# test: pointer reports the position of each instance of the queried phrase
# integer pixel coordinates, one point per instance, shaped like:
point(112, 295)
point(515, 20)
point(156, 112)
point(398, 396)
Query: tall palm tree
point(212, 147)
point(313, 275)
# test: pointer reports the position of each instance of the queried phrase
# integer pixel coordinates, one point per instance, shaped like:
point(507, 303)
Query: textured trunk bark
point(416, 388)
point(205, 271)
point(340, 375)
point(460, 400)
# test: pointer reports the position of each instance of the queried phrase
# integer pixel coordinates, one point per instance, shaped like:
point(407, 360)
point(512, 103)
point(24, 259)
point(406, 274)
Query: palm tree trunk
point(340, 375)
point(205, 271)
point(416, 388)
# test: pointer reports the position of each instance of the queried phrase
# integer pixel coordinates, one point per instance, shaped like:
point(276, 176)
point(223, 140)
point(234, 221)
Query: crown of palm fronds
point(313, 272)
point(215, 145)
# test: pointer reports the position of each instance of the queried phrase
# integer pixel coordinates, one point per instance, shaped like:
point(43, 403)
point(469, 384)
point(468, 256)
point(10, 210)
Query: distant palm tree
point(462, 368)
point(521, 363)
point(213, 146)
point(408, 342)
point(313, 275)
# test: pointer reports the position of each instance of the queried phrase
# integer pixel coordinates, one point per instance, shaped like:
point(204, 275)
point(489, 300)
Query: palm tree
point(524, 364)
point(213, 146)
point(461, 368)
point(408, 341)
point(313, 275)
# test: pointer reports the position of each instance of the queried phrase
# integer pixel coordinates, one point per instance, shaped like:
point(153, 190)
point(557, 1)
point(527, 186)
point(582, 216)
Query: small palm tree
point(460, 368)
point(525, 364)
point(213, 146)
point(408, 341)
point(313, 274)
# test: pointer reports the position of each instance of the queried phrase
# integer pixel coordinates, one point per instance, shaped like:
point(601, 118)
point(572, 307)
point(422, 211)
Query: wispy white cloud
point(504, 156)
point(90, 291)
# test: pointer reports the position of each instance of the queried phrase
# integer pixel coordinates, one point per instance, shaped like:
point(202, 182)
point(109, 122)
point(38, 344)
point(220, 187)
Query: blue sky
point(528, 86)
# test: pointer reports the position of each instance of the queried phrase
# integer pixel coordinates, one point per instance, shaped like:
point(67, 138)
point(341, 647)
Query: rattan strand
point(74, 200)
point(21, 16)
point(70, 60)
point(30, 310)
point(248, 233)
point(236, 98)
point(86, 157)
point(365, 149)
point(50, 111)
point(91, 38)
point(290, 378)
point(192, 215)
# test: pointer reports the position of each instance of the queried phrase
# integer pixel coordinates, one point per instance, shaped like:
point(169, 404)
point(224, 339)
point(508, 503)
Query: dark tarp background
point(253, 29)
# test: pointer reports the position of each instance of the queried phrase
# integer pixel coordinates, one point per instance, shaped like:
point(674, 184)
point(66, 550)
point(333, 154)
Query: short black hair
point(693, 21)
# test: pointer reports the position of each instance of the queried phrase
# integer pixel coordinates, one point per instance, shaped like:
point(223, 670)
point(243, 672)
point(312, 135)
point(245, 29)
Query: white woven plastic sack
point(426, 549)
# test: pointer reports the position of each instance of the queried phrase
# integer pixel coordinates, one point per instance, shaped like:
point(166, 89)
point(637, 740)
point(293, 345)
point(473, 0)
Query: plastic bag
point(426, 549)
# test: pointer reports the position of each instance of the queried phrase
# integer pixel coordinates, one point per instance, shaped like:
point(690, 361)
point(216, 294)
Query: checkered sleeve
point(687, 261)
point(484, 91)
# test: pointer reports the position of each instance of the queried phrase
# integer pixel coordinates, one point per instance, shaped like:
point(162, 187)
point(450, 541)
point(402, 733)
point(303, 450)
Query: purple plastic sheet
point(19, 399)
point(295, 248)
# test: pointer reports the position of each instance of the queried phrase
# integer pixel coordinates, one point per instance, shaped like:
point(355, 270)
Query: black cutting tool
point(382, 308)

- Exercise -
Scale the records starting at their first line and ending at the line containing "point(460, 400)", giving every line again with the requests and their sample points unchanged. In the answers, multiply each point coordinate by 1.65 and round to a whole number, with halves rounded up.

- Correct response -
# test: pointer reports the position of each instance of the queried phrase
# integer pixel coordinates, one point per instance, shaped like:
point(112, 295)
point(515, 20)
point(156, 112)
point(398, 396)
Query: tall palm tree
point(350, 243)
point(516, 454)
# test: pointer reports the position of each instance of the queried phrase
# integer pixel coordinates, one point per instance, shaped like:
point(507, 303)
Query: textured trunk bark
point(686, 640)
point(338, 447)
point(561, 619)
point(759, 660)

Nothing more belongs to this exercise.